■ **Written instruction**:
Rewrite the whole listing below as a numbered list, one line per number, with blank lines left out.
○ ○ ○ ○
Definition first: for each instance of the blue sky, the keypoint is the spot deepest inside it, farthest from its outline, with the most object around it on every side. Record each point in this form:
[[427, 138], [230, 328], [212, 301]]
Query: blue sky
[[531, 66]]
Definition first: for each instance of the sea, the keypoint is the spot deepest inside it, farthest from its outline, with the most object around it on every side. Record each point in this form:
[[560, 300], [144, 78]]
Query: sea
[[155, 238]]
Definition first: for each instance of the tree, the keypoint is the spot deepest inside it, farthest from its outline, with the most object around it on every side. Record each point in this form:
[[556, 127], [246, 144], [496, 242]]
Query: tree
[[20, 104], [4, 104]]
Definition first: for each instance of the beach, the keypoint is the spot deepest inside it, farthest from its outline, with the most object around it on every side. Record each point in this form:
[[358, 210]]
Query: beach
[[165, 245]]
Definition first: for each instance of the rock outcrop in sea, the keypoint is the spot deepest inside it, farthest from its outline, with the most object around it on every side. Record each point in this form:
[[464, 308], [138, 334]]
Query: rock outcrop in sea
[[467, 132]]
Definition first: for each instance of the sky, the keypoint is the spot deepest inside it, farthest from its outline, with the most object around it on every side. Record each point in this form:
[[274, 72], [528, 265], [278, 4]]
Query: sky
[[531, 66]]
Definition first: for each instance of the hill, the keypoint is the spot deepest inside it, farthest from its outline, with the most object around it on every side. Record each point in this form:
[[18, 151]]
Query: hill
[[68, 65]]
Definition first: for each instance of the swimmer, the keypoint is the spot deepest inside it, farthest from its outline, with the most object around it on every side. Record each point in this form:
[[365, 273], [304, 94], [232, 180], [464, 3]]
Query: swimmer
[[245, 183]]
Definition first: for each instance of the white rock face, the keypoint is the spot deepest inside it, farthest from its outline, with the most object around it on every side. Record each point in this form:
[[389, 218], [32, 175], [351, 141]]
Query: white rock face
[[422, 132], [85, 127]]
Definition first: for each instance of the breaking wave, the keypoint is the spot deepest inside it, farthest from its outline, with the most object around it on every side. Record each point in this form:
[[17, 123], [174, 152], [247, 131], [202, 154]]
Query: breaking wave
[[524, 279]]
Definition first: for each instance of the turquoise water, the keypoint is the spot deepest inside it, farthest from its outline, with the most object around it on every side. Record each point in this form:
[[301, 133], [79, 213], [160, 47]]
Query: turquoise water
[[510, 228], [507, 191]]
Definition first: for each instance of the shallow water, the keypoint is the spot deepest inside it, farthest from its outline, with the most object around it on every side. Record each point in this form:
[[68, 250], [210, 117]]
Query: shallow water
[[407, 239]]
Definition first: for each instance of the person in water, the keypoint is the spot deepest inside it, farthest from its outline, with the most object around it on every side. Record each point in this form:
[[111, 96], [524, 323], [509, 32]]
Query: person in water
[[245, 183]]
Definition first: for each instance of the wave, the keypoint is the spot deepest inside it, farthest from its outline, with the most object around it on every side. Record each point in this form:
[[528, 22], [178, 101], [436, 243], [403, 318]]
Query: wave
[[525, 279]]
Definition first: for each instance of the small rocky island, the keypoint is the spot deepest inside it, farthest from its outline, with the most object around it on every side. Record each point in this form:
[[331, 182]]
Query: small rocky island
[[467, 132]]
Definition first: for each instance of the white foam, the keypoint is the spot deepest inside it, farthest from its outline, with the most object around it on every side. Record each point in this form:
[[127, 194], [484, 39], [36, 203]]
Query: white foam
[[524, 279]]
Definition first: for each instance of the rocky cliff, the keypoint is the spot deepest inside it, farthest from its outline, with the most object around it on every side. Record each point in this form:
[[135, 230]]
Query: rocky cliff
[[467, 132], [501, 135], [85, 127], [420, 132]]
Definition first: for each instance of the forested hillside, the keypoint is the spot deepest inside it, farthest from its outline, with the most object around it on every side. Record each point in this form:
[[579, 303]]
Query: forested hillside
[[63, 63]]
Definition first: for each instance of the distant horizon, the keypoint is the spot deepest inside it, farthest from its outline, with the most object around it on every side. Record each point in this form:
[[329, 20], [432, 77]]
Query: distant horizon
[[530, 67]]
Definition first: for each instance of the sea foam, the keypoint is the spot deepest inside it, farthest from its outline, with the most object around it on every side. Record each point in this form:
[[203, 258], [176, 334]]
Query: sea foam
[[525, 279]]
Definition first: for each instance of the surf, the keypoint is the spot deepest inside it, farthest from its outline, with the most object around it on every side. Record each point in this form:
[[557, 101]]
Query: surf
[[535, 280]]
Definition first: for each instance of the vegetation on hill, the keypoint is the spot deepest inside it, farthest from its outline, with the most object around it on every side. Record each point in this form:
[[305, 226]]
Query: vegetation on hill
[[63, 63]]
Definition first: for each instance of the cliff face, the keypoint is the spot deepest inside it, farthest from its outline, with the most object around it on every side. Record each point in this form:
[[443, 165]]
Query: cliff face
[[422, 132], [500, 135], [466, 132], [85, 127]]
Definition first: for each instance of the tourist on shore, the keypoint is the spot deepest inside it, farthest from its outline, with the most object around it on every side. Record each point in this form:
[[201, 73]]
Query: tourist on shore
○ ○ ○ ○
■ **Task solution**:
1. Definition first: for each instance of the blue sky, the keypoint is the spot deepest inside it, farthest from its outline, with the most object around it on every side. Record each point in this form:
2. [[427, 138], [230, 328], [212, 301]]
3. Query: blue sky
4. [[531, 66]]
5. Definition first: for each instance of the sea, the keypoint is the spot deepest inside it, farthest from its outline, with the most object around it on every side. Record each point in this form:
6. [[560, 300], [144, 78]]
7. Query: sea
8. [[155, 238]]
9. Definition first: for each instance of the tree, the keypoint is the spot deepest inside it, farthest from its outline, with the most object around it on every side. Record each point in this form:
10. [[556, 127], [246, 144], [496, 242]]
11. Query: tree
12. [[20, 104], [4, 104]]
13. Definition first: for each instance of the beach, the keypoint is the spot deepest inside it, farthest from its outline, with the most object around it on every side. Record each point in this form:
14. [[358, 210]]
15. Query: beach
16. [[165, 245]]
17. Definition first: for each instance of the rock outcrop in sea, the keypoint is the spot deepest inside it, farthest from its outline, with the most object around it on every side. Record each point in this form:
18. [[464, 308], [138, 334]]
19. Query: rock outcrop in sea
20. [[467, 132]]
21. Definition first: for each instance of the sky, the keypoint is the spot deepest inside it, farthest from its outline, with the most object around it on every side. Record each point in this form:
22. [[274, 72], [528, 265], [278, 4]]
23. Query: sky
24. [[531, 66]]
25. Definition first: for each instance of the hill, the keypoint is the spot deepest inside it, farthest from its outline, with the most object around it on every side. Record each point in this form:
26. [[18, 151]]
27. Query: hill
28. [[68, 65]]
29. Definition first: for each instance of the swimmer, the keypoint is the spot deepest inside it, farthest from its outline, with the most object around it on every side. Record each point in this form:
30. [[365, 273], [304, 94], [232, 180], [464, 3]]
31. Query: swimmer
32. [[245, 183]]
33. Definition first: for each instance of the white rock face, the keypoint is the spot deepest inside it, farthest from its outline, with the most object around it on every side. Record each point in this form:
34. [[389, 218], [32, 175], [351, 141]]
35. Query: white rock face
36. [[422, 132], [85, 127]]
37. Definition first: for each instance of the breaking wave, the keypoint is the spot deepest inside it, farthest from its outline, with the most object around it on every side. Record each point in this form:
38. [[17, 123], [174, 152], [247, 131], [202, 154]]
39. Query: breaking wave
40. [[524, 279]]
41. Definition first: for each instance of the turquoise water, the keypoint is the spot deepest inside it, farthest from its outline, with the most object around it on every side. Record each point in this form:
42. [[301, 133], [79, 213], [160, 47]]
43. Query: turquoise water
44. [[510, 228], [507, 191]]
45. Definition first: for each instance of the shallow water, the keypoint is the spot deepest inside it, farthest from its outline, with the most object around it on every side. Record each point in this form:
46. [[68, 250], [210, 117]]
47. Query: shallow water
48. [[407, 239]]
49. Definition first: for each instance of the person in water, the keypoint is the spot deepest inside it, farthest from its outline, with the most object around it on every side. Record each point in this form:
50. [[111, 96], [524, 323], [509, 32]]
51. Query: person in water
52. [[245, 183]]
53. Definition first: for each instance of the wave, the keypoint is the spot deepest inside it, farthest from its outline, with the most object around it on every side. Record each point in this form:
54. [[528, 22], [178, 101], [436, 243], [403, 318]]
55. Query: wave
56. [[525, 279]]
57. Definition first: for each instance of the small rocky island, the keypoint is the spot deepest inside it, farthest from its outline, with the most object around it on every side. Record each point in this form:
58. [[331, 182]]
59. Query: small rocky island
60. [[467, 132]]
61. Definition first: for each instance of the white foam, the keypoint is the spot deepest inside it, farthest from its outline, with the most object around it on every side. Record each point in this form:
62. [[127, 194], [484, 39], [36, 203]]
63. Query: white foam
64. [[524, 279]]
65. Definition first: for each instance of the rocky cliff, the keypoint is the spot deepest inside it, farthest from its outline, with the most object around it on every side. Record each point in this form:
66. [[135, 230]]
67. Query: rocky cliff
68. [[467, 132], [501, 135], [85, 127], [420, 132]]
69. Definition first: for each instance of the forested hillside, the keypoint is the spot deepest inside it, farthest from its outline, with the most object around it on every side. Record each point in this form:
70. [[579, 303]]
71. Query: forested hillside
72. [[63, 63]]
73. Definition first: for each instance of the distant horizon, the keypoint is the spot deepest inside it, farthest from its outline, with the most object around it on every side. Record each point in this form:
74. [[329, 20], [432, 77]]
75. Query: distant horizon
76. [[530, 67]]
77. Definition first: for each instance of the sea foam, the keypoint is the spot deepest inside it, farthest from its outline, with the most object around it on every side. Record each point in this form:
78. [[203, 258], [176, 334]]
79. Query: sea foam
80. [[525, 279]]
81. Definition first: for each instance of the surf, the keypoint is the spot deepest inside it, farthest from its outline, with the most object around it on every side. Record each point in this form:
82. [[557, 101]]
83. Query: surf
84. [[535, 280]]
85. Definition first: for each instance of the vegetation on hill, the keypoint is the spot deepest inside it, farthest from its outline, with the most object around it on every side. Record each point in this form:
86. [[305, 226]]
87. Query: vegetation on hill
88. [[63, 63]]
89. Definition first: for each instance of the cliff face, the keypoint is the spot deepest inside it, farthest from its outline, with the most object around it on every side. Record each point in this form:
90. [[443, 165]]
91. Query: cliff face
92. [[422, 132], [500, 135], [466, 132], [85, 127]]
93. Definition first: for each instance of the tourist on shore, the keypoint is the spot deepest inside it, farthest from its outline, with the most object around it on every side. Record each point in this form:
94. [[201, 73]]
95. Query: tourist on shore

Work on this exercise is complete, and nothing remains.